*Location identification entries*
- - -

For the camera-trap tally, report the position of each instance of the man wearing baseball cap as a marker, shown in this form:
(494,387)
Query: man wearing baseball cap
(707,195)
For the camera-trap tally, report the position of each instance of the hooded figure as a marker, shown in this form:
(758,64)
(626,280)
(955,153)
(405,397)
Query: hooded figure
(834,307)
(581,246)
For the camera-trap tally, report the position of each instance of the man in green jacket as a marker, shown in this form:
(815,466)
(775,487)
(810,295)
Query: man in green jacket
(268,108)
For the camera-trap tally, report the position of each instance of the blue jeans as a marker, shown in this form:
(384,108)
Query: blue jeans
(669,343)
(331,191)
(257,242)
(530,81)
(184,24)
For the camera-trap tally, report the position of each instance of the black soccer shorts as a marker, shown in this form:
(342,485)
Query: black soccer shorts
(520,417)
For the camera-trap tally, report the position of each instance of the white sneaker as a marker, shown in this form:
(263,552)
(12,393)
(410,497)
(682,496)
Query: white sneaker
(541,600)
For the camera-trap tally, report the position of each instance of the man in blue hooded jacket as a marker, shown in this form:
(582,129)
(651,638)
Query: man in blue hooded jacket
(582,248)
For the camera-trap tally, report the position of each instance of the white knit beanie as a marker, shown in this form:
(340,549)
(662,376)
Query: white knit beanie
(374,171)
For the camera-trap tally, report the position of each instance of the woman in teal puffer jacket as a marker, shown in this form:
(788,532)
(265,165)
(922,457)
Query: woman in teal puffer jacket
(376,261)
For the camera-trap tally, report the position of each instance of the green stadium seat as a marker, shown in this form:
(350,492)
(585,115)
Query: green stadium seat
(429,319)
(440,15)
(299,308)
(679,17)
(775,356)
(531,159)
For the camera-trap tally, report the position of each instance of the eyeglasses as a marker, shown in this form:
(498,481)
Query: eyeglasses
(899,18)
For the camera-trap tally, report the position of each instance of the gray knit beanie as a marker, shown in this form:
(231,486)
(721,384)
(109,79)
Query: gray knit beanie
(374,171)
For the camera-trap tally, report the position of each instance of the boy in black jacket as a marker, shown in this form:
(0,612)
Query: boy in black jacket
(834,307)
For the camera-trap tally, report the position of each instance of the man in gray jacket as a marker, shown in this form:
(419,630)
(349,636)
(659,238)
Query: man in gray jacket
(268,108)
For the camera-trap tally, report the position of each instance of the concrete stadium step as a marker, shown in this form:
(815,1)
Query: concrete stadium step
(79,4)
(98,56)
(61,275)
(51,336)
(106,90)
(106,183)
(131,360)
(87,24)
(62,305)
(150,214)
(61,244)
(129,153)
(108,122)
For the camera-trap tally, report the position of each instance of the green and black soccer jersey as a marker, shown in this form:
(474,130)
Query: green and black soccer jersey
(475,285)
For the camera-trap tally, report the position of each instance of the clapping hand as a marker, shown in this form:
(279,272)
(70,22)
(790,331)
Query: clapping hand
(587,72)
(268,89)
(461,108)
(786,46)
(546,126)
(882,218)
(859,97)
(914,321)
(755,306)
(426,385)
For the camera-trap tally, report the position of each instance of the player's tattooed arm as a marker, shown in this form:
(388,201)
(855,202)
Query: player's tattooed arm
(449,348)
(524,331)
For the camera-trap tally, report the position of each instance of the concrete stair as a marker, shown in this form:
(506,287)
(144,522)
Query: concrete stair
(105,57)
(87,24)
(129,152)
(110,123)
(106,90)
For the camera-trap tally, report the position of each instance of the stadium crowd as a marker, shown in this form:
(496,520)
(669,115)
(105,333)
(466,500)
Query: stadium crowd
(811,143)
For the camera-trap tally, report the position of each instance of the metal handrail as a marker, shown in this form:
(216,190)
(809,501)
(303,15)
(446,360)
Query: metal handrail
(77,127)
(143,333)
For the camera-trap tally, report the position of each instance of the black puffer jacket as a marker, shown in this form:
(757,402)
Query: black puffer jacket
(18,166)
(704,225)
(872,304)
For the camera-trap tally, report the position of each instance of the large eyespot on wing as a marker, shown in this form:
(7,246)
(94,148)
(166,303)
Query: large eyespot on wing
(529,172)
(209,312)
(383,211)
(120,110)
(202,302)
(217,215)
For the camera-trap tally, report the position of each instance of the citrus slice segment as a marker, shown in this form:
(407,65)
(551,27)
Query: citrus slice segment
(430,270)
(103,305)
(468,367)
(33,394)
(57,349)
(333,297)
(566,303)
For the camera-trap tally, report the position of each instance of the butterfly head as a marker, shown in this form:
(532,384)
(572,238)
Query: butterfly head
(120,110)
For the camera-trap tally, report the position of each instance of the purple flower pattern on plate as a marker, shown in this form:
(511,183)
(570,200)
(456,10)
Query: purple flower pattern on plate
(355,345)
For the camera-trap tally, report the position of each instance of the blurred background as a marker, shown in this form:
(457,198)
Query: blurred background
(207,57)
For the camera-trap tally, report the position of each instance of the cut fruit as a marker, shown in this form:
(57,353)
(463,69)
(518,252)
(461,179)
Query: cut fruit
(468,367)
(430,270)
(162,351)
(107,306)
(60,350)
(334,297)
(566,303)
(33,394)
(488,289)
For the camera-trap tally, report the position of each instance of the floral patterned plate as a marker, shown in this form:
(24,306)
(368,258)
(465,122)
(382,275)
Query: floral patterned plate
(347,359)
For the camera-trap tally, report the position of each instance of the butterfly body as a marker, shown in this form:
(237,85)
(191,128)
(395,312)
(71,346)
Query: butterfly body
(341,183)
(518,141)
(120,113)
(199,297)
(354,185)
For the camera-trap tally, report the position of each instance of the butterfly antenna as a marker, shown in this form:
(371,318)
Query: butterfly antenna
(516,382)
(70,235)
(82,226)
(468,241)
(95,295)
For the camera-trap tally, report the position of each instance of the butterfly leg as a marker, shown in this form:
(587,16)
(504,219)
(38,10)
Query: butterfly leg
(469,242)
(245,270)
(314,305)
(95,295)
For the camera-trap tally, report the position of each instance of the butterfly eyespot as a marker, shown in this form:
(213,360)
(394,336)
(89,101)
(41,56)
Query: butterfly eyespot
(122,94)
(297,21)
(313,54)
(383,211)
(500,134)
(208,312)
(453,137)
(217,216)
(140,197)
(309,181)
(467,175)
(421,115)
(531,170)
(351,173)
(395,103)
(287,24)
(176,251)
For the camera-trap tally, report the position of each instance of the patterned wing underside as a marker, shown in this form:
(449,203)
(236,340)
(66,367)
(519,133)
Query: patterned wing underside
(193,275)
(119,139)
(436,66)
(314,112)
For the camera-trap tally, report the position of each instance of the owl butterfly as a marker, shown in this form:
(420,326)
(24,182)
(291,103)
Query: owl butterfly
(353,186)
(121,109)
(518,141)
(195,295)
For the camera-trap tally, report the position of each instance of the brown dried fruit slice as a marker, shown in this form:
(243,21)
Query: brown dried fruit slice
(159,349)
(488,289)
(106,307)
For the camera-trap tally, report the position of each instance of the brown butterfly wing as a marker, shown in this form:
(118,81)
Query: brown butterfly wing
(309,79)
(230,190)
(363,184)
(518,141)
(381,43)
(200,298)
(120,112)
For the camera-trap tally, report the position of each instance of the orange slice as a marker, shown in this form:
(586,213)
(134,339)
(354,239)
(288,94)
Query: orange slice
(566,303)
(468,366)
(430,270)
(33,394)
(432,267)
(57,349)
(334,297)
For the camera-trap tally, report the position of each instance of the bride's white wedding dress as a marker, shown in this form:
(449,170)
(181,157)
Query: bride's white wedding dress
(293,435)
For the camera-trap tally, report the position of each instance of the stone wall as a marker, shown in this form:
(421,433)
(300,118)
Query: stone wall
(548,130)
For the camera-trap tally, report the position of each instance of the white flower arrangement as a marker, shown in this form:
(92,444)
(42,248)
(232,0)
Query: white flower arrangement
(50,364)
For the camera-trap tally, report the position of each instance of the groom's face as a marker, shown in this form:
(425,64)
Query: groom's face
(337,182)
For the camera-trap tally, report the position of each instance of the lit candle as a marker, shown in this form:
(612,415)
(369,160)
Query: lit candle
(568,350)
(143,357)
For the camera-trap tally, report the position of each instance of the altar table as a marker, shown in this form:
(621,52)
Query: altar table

- - -

*Exercise brief*
Copy every line from the one containing "of the groom's" through the final line of the entries, requests included. Multiply each coordinate in the answers by 1.1 and round to a whole number, with halves rounding up; leave the requests and their sample coordinates as they are.

*Response to this exercise*
For the camera-trap tally, report the position of each instance of the groom's face as a marker, shown in this form:
(425,64)
Query: groom's face
(371,200)
For the camera-trap tally, report the position of each instance of the lit candle as a marker, shown in this form:
(612,415)
(369,160)
Query: lit candle
(625,385)
(157,393)
For the camera-trap tally, report the position of each instance of the altar table as a marker, shown in this form:
(621,52)
Query: altar table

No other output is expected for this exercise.